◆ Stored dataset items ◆
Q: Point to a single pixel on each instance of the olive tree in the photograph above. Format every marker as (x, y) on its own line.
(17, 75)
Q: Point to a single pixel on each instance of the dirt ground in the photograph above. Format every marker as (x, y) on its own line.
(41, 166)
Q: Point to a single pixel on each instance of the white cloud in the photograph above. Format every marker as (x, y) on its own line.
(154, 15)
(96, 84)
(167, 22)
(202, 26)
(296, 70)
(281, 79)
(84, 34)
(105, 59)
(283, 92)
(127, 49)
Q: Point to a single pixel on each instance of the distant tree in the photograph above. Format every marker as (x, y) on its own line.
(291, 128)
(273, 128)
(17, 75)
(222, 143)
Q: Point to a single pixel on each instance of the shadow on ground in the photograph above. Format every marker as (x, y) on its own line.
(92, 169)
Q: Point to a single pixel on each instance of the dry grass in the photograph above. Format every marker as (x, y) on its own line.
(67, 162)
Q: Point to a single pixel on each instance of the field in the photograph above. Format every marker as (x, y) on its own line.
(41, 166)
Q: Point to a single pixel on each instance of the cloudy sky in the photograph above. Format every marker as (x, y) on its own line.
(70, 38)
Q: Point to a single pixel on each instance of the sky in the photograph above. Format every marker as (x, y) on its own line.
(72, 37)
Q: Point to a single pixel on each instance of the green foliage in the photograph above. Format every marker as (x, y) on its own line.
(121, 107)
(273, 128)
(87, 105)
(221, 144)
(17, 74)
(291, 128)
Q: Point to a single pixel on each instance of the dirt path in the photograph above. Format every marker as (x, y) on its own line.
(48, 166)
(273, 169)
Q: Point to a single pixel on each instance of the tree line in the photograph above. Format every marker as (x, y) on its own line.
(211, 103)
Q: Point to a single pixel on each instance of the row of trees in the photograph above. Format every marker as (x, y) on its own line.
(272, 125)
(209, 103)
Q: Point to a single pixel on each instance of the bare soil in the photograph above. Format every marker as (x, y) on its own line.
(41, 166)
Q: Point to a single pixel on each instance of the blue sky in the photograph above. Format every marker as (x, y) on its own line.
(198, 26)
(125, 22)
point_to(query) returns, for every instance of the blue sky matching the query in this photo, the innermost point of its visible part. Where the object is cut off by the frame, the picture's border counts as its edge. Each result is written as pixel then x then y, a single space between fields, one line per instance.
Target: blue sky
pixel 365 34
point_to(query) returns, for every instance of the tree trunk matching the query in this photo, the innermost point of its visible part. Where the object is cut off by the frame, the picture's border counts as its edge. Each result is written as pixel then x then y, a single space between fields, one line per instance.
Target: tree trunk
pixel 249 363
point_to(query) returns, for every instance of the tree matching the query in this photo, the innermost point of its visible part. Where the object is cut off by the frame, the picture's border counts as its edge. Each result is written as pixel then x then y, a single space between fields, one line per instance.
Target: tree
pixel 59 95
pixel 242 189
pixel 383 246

◆ AIM OF THE EXERCISE ◆
Retype every one of the lines above, changing nothing.

◆ TASK SOLUTION ◆
Q: Point to a single pixel on each instance of the olive tree in the photograph above. Format every marker as (x, y) on its own line.
(17, 75)
Q: Point to a single pixel on each instance of the dirt ground in the photograph above. Format every marker as (x, y) on its own line.
(41, 166)
Q: Point to a single pixel on each instance of the white cloud in the photograph above. Format every marker as (x, y) on its own line.
(154, 15)
(96, 84)
(167, 22)
(202, 26)
(296, 70)
(281, 79)
(84, 34)
(105, 59)
(283, 92)
(127, 49)
Q: Point to a single pixel on each instance of the distant tree in the photograph above. Format every marker as (x, y) on its own line.
(291, 128)
(273, 128)
(17, 75)
(222, 143)
Q: Point to a single pixel on each instance of the shadow on ground in the photograph above. Format every marker as (x, y) on its own line.
(92, 169)
Q: Point to a single pixel on each instance of the dry grass in the photograph above. Format every marker as (x, y) on its own line.
(67, 162)
Q: Point to a single pixel on each instance of the field in the photograph above. Format every marker as (x, y) on its own line.
(41, 166)
Q: Point to a single pixel on each instance of the cloudy sky in the photograph above. Format every marker as (x, y) on its own line.
(70, 38)
Q: Point to a single pixel on each instance of the sky in the photograph above. Format every marker as (x, y) on its own line.
(72, 37)
Q: Point to a single pixel on each instance of the green foliage in the photograph above. Format every marker as (x, y) on its own line.
(121, 107)
(273, 128)
(87, 105)
(221, 144)
(17, 74)
(291, 128)
Q: Point to a single pixel on each instance of the dirt path in the photograph above. Format every marker as (x, y) on its own line.
(48, 166)
(273, 169)
Q: Point to a single pixel on each instance of the tree line in the photograph above. Format every marker as (x, y) on its own line.
(211, 103)
Q: Point to a single pixel on each instance of the row of trees in the photograph above. Format every marker as (x, y) on its own line.
(272, 125)
(209, 103)
Q: Point to a single pixel on each instance of the bare soil in the photograph above. Format every marker as (x, y) on its own line.
(41, 166)
Q: Point to a single pixel on each instance of the blue sky in the photograph above. Format every marker as (x, y) on its own line.
(198, 26)
(125, 22)
point_to(query) returns, for every instance of the blue sky matching the query in this photo, the innermost point of its visible part. Where the object is cut off by the frame, the picture's border counts as its edge. Each result is written as pixel then x then y, a single space between fields, one line per instance.
Target: blue sky
pixel 365 34
point_to(query) returns, for every instance of the tree trunk matching the query in this photo, the innermost point of its visible part. Where the object is cut off by the frame, the picture's border counts as its edge. Each result is written as pixel then x then y, a single space between fields, one line per instance.
Target: tree trunk
pixel 249 363
point_to(query) returns, for every instance of the tree matching the query in this photo, the innermost point of its visible part. Where the object is cut off by the frame, the picture's border counts as its edge. Each result is written as pixel then x then y, a single space between fields, one line per instance.
Target: tree
pixel 59 95
pixel 242 189
pixel 383 246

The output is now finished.